◆ Requirements
Update the material below so that every "For instance" becomes "For example", and leave everything else as it is.

--- Dataset entries ---

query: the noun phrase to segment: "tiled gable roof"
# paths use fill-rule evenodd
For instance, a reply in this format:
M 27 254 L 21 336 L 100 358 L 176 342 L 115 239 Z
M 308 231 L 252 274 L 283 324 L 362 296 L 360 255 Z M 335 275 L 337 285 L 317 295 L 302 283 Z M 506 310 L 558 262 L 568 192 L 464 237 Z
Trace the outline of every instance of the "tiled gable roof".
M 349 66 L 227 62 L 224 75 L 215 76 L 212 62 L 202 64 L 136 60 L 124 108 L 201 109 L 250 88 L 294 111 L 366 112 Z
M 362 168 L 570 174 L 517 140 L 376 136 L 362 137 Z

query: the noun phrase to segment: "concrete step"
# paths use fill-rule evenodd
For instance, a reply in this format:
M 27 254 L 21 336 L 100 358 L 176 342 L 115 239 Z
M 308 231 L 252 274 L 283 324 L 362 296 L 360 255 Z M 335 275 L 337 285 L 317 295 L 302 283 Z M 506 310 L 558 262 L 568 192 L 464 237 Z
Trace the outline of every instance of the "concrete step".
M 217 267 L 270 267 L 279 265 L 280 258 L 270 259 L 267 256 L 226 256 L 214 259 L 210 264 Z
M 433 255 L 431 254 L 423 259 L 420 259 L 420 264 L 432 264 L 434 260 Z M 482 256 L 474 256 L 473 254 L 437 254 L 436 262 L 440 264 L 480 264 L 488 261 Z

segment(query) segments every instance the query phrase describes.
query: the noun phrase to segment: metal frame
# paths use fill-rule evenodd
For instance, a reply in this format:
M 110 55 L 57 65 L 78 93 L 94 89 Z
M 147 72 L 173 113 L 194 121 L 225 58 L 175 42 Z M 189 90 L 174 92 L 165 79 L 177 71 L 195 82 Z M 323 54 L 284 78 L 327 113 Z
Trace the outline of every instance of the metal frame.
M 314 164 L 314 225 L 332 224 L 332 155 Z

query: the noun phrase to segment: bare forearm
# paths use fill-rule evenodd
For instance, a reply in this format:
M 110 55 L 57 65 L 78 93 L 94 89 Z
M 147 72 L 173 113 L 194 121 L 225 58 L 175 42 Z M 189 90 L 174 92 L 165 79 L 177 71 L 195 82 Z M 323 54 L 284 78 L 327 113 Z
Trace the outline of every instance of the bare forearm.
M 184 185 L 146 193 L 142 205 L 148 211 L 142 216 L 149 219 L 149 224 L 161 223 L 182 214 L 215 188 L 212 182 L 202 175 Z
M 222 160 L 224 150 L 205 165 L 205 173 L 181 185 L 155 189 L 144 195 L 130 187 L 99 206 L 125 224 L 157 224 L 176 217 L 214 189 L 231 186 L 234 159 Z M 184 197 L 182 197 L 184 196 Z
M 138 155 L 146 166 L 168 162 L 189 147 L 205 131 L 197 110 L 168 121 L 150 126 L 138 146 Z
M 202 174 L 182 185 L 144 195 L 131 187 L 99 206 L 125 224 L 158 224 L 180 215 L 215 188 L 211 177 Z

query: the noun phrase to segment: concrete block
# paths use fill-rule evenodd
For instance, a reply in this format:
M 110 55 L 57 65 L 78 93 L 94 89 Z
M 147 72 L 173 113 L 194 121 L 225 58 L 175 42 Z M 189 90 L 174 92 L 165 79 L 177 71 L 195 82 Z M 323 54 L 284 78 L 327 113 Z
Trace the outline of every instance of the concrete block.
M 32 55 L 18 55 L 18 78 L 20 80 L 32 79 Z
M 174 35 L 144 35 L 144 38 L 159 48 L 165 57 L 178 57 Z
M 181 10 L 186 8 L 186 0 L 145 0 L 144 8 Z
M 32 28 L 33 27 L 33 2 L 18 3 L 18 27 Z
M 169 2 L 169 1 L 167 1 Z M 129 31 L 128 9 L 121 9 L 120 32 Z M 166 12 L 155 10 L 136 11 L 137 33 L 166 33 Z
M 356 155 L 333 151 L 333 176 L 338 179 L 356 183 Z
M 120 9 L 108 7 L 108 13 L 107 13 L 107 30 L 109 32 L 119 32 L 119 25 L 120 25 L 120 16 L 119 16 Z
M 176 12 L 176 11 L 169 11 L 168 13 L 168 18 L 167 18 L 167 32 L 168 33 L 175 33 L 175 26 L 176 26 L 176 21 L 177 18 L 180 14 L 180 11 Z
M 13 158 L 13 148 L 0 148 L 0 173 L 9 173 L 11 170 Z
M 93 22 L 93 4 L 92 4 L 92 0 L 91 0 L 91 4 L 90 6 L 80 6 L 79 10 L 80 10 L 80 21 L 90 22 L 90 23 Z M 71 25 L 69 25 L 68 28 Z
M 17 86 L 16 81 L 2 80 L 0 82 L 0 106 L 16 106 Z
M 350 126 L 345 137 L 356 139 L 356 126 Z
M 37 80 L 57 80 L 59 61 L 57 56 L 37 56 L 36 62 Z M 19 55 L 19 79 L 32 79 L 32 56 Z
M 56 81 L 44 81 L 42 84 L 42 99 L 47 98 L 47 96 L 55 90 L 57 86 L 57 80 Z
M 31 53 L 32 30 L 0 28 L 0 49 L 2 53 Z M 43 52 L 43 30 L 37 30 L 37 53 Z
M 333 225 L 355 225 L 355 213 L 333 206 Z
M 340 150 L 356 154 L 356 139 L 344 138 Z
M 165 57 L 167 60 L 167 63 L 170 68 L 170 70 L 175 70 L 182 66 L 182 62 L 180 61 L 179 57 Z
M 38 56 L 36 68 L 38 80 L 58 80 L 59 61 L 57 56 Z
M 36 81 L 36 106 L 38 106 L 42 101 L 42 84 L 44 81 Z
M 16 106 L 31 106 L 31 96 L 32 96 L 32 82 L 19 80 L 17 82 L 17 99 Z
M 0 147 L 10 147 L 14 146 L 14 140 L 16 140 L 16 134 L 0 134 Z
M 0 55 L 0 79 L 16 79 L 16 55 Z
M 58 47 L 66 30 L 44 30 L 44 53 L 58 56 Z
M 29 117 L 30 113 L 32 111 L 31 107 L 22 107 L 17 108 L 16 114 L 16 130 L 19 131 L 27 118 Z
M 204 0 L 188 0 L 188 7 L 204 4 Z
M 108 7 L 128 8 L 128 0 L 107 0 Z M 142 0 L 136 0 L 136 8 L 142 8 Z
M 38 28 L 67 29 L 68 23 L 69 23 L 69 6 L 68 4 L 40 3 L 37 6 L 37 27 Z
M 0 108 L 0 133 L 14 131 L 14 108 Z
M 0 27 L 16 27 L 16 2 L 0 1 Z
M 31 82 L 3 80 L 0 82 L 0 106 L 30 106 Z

---

◆ Task solution
query: the noun phrase to segment: "tiled gable roof"
# paths use fill-rule evenodd
For example, a reply in this format:
M 27 254 L 21 336 L 100 358 L 176 342 L 115 239 Z
M 308 231 L 252 274 L 283 324 L 362 296 L 360 255 Z M 335 275 L 337 285 L 317 295 L 302 283 Z M 506 310 L 558 262 L 568 192 L 464 237 Z
Trace the outline of every instance of the "tiled gable roof".
M 349 66 L 227 62 L 224 75 L 215 76 L 212 62 L 202 64 L 136 60 L 124 108 L 201 109 L 250 88 L 294 111 L 366 112 Z
M 362 168 L 570 174 L 517 140 L 376 136 L 362 137 Z

query: the noun phrase to segment: "concrete step"
# paths use fill-rule evenodd
For example, a reply in this format:
M 27 254 L 21 336 L 100 358 L 176 342 L 115 239 Z
M 308 231 L 252 274 L 283 324 L 362 296 L 360 255 Z M 335 275 L 337 285 L 317 295 L 302 283 Z M 506 310 L 558 262 L 568 192 L 464 237 Z
Trace the outline of every instance of the "concrete step".
M 217 267 L 270 267 L 279 265 L 280 258 L 270 259 L 267 256 L 226 256 L 214 259 L 210 264 Z
M 433 255 L 431 254 L 423 259 L 420 259 L 420 264 L 432 264 L 434 260 Z M 482 256 L 474 256 L 473 254 L 437 254 L 436 262 L 440 264 L 480 264 L 488 261 Z

segment(query) segments every instance the query phrase describes.
query: the noun phrase to segment: metal frame
# paths use fill-rule evenodd
For example, a reply in this format:
M 110 55 L 57 65 L 78 93 L 94 89 Z
M 147 72 L 173 113 L 194 121 L 225 58 L 175 42 Z M 189 90 L 174 92 L 165 79 L 177 71 L 195 82 Z M 323 54 L 284 78 L 327 113 Z
Trace the outline of every instance of the metal frame.
M 314 164 L 314 225 L 332 224 L 332 155 Z

query: the noun phrase to segment: bare forearm
# paths use fill-rule evenodd
For example, a reply in this format:
M 110 55 L 57 65 L 78 93 L 94 89 Z
M 147 72 L 173 113 L 194 121 L 225 58 L 175 42 Z M 189 90 L 174 92 L 165 79 L 177 71 L 195 82 Z M 323 54 L 284 78 L 327 113 Z
Trace the outline of every instance of the bare forearm.
M 184 185 L 146 193 L 142 205 L 148 211 L 142 216 L 149 219 L 149 224 L 161 223 L 182 214 L 215 188 L 212 182 L 202 175 Z
M 222 160 L 224 150 L 205 165 L 205 173 L 181 185 L 155 189 L 144 195 L 130 187 L 99 206 L 125 224 L 157 224 L 176 217 L 214 189 L 231 186 L 234 159 Z M 184 197 L 182 197 L 184 196 Z
M 138 155 L 146 166 L 168 162 L 189 147 L 205 131 L 197 110 L 168 121 L 150 126 L 138 146 Z
M 202 174 L 182 185 L 144 195 L 131 187 L 99 206 L 125 224 L 158 224 L 180 215 L 215 188 L 211 177 Z

query: the noun phrase to segment: concrete block
# paths use fill-rule evenodd
For example, a reply in this format:
M 110 55 L 57 65 L 78 93 L 94 89 Z
M 147 72 L 173 113 L 194 121 L 225 58 L 175 42 Z M 189 90 L 174 92 L 165 79 L 177 71 L 195 82 Z M 323 54 L 284 78 L 327 113 Z
Trace the outline of every instance of the concrete block.
M 32 55 L 18 55 L 18 78 L 20 80 L 32 79 Z
M 174 35 L 144 35 L 144 38 L 159 48 L 165 57 L 178 57 Z
M 181 10 L 186 8 L 186 0 L 145 0 L 144 8 Z
M 32 28 L 33 27 L 33 2 L 18 3 L 18 27 Z
M 169 2 L 169 1 L 167 1 Z M 129 31 L 128 9 L 121 9 L 120 32 Z M 166 12 L 155 10 L 136 11 L 137 33 L 166 33 Z
M 356 155 L 333 151 L 333 176 L 338 179 L 356 183 Z
M 120 9 L 108 7 L 108 13 L 107 13 L 107 30 L 109 32 L 119 32 L 119 25 L 120 25 L 120 16 L 119 16 Z
M 176 12 L 176 11 L 169 11 L 168 13 L 168 18 L 167 18 L 167 32 L 168 33 L 175 33 L 175 26 L 176 26 L 176 21 L 177 18 L 180 14 L 180 11 Z
M 13 158 L 13 148 L 0 148 L 0 173 L 9 173 L 11 170 Z
M 93 22 L 93 4 L 92 4 L 92 0 L 91 0 L 91 4 L 90 6 L 80 6 L 79 10 L 80 10 L 80 21 L 90 22 L 90 23 Z M 71 25 L 69 25 L 68 28 Z
M 17 86 L 16 81 L 2 80 L 0 82 L 0 106 L 16 106 Z
M 350 126 L 345 137 L 356 139 L 356 126 Z
M 37 80 L 57 80 L 59 61 L 57 56 L 37 56 L 36 62 Z M 19 55 L 19 79 L 32 79 L 32 56 Z
M 56 81 L 44 81 L 42 84 L 42 99 L 47 98 L 47 96 L 55 90 L 57 86 L 57 80 Z
M 31 53 L 32 30 L 0 28 L 0 49 L 2 53 Z M 43 52 L 43 30 L 37 30 L 37 53 Z
M 333 225 L 355 225 L 355 213 L 333 206 Z
M 340 150 L 356 154 L 356 139 L 344 138 Z
M 165 57 L 167 60 L 167 63 L 170 68 L 170 70 L 175 70 L 182 66 L 182 62 L 180 61 L 179 57 Z
M 38 56 L 36 68 L 38 80 L 58 80 L 59 61 L 57 56 Z
M 36 81 L 36 106 L 38 106 L 42 101 L 42 84 L 44 81 Z
M 16 106 L 31 106 L 31 96 L 32 96 L 32 82 L 19 80 L 17 82 L 17 99 Z
M 0 147 L 10 147 L 14 146 L 14 140 L 16 140 L 16 134 L 0 134 Z
M 0 55 L 0 79 L 16 79 L 16 55 Z
M 58 47 L 66 30 L 44 30 L 44 53 L 58 56 Z
M 29 117 L 30 113 L 32 111 L 31 107 L 22 107 L 17 108 L 16 114 L 16 130 L 19 131 L 27 118 Z
M 204 0 L 188 0 L 188 7 L 204 4 Z
M 108 7 L 128 8 L 128 0 L 107 0 Z M 142 0 L 136 0 L 136 8 L 142 8 Z
M 38 28 L 67 29 L 68 23 L 69 23 L 69 6 L 68 4 L 40 3 L 37 6 L 37 27 Z
M 0 108 L 0 133 L 14 131 L 14 108 Z
M 0 27 L 16 27 L 16 2 L 0 1 Z
M 31 82 L 3 80 L 0 82 L 0 106 L 30 106 Z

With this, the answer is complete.